[Records from a data source]
Content starts

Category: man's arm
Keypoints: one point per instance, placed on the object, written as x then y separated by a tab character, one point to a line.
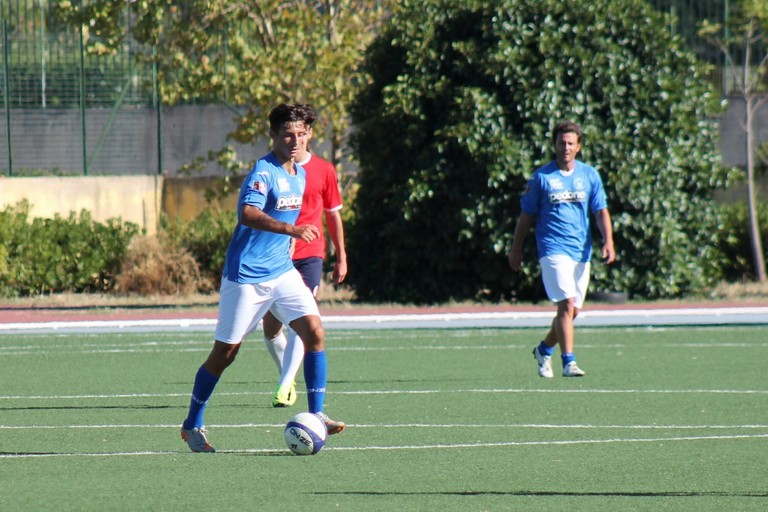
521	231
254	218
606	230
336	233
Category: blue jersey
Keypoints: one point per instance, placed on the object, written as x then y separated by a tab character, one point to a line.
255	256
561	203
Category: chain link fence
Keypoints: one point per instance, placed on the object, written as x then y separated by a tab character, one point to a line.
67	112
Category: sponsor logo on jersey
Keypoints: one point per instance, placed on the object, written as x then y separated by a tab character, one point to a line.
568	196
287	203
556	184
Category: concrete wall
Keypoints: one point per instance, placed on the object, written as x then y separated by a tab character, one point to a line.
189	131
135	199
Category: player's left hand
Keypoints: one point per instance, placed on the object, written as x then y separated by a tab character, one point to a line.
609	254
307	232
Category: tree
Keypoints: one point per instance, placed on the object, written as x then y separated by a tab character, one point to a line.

Content ends

→ Your instructions
The answer should match the data above word for word, with no pictures in it.

→ Solution
Category: man's arm
Keypoints: one point per instance, placed on the object, written as x then y separated by a tab character, one point to a line.
521	231
254	218
606	230
336	233
Category: blue jersey
Keypoints: one point per instance, placed on the object, written as x then y separated by a tab character, one point to a line.
255	256
561	203
Category: chain link fence
Keypoints: one point per instance, placed on the object, written as x then y separated by a tab character, one point to a line.
67	112
Category: sponsor logo on jersey
Keypoints: one point per instance, placed on the object, written as x then y separated by a tab character, one point to a line.
568	196
287	203
556	184
Category: concrete wall
Keypoints: one point per instance, placed on the object, written as x then y separated by a tab character, one point to a line.
189	131
135	199
Category: player's left hand
Keypoints: one point per instance, placed on the object, written as x then y separated by a tab character, one point to a line.
609	254
307	232
Category: tree
Keypoints: one point per instance, placed on the object, written as x then y separated by a tab character, one point to a line.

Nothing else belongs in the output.